• **AIM OF THE EXERCISE**
Copy out the listing below line for line, leaving out the pictures.

• **Dataset listing of where objects appear**
** Start **
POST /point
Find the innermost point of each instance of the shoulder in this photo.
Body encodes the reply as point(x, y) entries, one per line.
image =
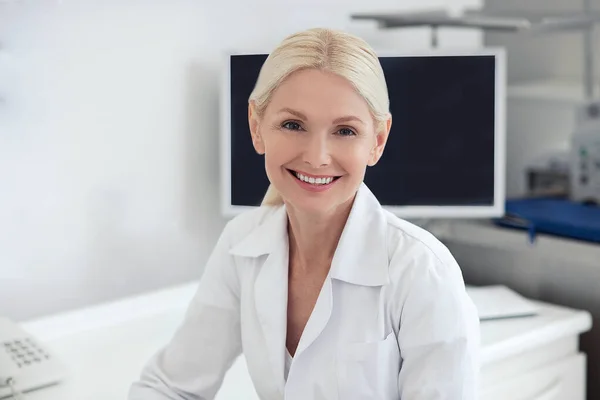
point(244, 223)
point(407, 241)
point(427, 285)
point(418, 259)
** End **
• **EXERCISE RESULT**
POST /point
Find the innermost point of each instance of the shoulder in this photo.
Body encodes the reply as point(x, y) entries, one per line.
image =
point(244, 223)
point(407, 241)
point(427, 285)
point(418, 259)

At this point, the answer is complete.